--- Stored records ---
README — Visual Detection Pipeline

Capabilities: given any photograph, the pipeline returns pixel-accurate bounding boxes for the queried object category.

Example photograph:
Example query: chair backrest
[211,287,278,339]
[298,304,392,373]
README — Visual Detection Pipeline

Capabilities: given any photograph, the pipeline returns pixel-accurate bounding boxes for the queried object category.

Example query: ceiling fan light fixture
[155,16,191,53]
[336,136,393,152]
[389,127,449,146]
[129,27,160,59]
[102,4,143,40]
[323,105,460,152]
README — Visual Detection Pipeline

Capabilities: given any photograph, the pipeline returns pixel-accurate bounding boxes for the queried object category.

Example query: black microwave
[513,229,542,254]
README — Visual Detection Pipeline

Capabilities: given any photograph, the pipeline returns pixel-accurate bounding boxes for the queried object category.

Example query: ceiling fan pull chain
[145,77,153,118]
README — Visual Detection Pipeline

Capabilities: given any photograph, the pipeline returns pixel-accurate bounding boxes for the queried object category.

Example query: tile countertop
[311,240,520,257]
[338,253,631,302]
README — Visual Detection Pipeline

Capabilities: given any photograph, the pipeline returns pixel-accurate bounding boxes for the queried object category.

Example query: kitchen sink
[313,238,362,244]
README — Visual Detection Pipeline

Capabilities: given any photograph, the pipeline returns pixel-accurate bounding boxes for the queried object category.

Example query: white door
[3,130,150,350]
---
Requirements:
Output all the lines of the records above as a numbered list, omitting any blank lines.

Solved exercise:
1. README — Visual Detection Pipeline
2. Capabilities: given any photograph, the pipeline returns pixel-accurate bounding boxes for the queried object category.
3. Example photograph:
4. Example query: chair backrest
5. [211,287,278,339]
6. [298,304,392,373]
7. README — Visual Detection Pipeline
8. Capabilities: given any photograph, the pipeline returns pixel-accurate bounding boxes for the queried object category.
9. Example query: ceiling fan light fixture
10. [155,16,191,53]
11. [336,136,393,152]
12. [389,127,449,146]
13. [129,27,160,59]
14. [102,4,143,40]
15. [323,105,460,152]
16. README — Visual Detection Pipeline
17. Capabilities: given any photograph, the pipeline returns pixel-accurate bounding boxes for the queried object category.
18. Example query: black microwave
19. [513,229,542,254]
20. README — Visual Detection Pipeline
21. Capabilities: given any photograph, the pipeline returns pixel-accurate bounding boxes for the queried object category.
22. Example query: ceiling fan pull chain
23. [145,77,153,118]
24. README — Visual Detection Pipeline
25. Capabilities: given any photograph, the pipeline returns pixel-accurate bounding boxes for the queried object category.
26. Example query: tile countertop
27. [311,240,520,257]
28. [338,253,631,302]
29. README — Visual Detection Pipeline
30. Capabilities: given any photograph, the pipeline returns pixel-accurate bounding boxes for the queried object category.
31. Example query: kitchen sink
32. [313,238,362,244]
33. README — Visual Detection Pipeline
34. Capabilities: given any photograph, the pipeline returns pixel-accurate bounding boxes for the queried object category.
35. Example query: white door
36. [3,130,150,350]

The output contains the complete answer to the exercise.